──────── RAW DATA

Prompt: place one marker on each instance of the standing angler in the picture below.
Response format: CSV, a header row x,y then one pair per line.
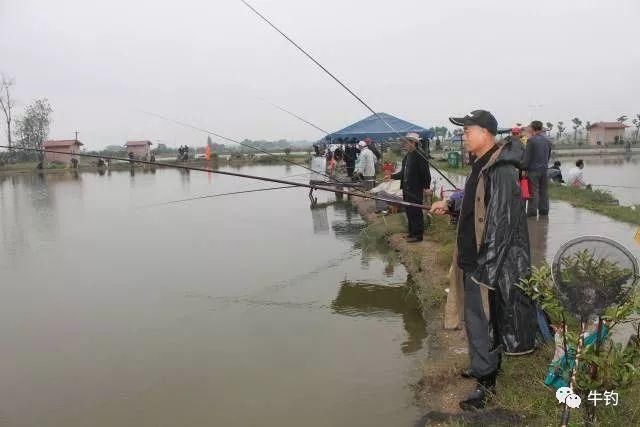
x,y
493,253
414,178
535,164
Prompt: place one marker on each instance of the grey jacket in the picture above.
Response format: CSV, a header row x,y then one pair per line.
x,y
537,154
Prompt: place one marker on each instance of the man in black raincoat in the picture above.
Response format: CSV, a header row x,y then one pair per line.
x,y
493,253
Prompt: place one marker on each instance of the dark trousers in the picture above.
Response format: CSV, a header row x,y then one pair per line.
x,y
482,335
351,165
539,201
415,216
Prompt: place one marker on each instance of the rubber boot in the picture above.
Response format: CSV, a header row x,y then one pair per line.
x,y
477,399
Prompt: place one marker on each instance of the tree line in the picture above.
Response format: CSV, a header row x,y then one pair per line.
x,y
31,128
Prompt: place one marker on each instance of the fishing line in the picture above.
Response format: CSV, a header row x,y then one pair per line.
x,y
615,186
323,68
211,196
181,123
295,115
235,174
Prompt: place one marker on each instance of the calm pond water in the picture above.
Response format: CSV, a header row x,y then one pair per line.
x,y
223,312
611,173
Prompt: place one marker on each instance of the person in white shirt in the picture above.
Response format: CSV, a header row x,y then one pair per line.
x,y
575,177
366,165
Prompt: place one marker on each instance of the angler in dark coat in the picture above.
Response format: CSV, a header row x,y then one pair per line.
x,y
415,178
493,254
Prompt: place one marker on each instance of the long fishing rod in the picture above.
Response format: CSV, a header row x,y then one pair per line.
x,y
310,124
226,138
234,174
358,98
212,196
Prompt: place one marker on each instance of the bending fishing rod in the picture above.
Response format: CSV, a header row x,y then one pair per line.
x,y
244,144
212,196
359,99
234,174
307,122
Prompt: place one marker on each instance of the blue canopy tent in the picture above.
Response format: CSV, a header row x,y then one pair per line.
x,y
372,127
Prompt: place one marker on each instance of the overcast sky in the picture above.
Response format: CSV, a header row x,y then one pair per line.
x,y
209,62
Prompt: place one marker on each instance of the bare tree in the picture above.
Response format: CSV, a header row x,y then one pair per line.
x,y
577,123
33,127
7,102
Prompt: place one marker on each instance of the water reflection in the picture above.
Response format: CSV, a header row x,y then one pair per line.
x,y
538,236
367,299
320,219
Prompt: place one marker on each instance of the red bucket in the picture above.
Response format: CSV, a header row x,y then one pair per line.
x,y
524,188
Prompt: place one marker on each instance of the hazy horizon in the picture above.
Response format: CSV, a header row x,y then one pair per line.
x,y
212,64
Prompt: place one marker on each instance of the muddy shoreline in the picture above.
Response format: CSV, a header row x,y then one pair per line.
x,y
441,387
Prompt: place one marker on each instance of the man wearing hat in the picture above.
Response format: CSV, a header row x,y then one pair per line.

────────────────

• _PROBLEM REQUIREMENTS_: Rewrite the lines from the one containing "Prompt: place one marker on each instance of the man wearing" through the end of the records, changing "hat" to "cap" and keeping everything else the same.

• _EXPECTED ANSWER_:
Prompt: place one marker on each instance of the man wearing cap in the picture above.
Response format: CSV, a header row x,y then one pair per line.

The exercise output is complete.